**WHAT THE EXERCISE ASKS**. Find every line below where the string "farm" shows up, and copy those lines.

**DATA**.
※

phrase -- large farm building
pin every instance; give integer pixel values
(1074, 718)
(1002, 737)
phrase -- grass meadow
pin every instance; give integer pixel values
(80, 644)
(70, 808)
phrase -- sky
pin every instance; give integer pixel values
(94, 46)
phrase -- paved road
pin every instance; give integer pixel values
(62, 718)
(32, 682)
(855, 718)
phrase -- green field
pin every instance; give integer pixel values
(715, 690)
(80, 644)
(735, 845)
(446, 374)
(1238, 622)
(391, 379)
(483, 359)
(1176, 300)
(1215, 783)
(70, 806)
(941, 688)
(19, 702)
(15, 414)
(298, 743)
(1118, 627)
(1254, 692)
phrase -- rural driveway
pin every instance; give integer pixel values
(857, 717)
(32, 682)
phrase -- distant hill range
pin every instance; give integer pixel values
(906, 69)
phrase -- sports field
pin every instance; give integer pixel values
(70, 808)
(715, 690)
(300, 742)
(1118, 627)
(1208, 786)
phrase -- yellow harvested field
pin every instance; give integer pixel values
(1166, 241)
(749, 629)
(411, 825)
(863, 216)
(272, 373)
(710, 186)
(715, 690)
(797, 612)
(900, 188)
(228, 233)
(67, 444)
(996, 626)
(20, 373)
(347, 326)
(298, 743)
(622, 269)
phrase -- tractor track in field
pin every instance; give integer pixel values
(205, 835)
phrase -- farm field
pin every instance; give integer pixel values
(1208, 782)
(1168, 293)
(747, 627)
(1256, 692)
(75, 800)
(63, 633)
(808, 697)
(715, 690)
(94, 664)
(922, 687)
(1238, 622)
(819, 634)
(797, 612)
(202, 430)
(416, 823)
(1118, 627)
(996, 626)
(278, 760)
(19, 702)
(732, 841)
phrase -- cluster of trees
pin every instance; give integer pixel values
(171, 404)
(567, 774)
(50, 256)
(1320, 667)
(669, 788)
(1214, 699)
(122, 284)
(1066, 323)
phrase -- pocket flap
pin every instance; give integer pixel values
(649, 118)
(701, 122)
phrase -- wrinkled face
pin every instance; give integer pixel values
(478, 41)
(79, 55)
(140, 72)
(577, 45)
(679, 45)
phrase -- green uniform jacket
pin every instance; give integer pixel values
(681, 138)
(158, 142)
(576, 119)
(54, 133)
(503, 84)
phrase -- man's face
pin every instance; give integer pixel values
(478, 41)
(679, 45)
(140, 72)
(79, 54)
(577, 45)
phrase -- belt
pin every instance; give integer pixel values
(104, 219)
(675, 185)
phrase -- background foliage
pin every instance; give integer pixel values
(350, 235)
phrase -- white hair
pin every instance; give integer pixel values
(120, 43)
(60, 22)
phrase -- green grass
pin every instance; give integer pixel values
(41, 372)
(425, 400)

※

**EXERCISE SOLUTION**.
phrase -- large farm building
phrase -- farm field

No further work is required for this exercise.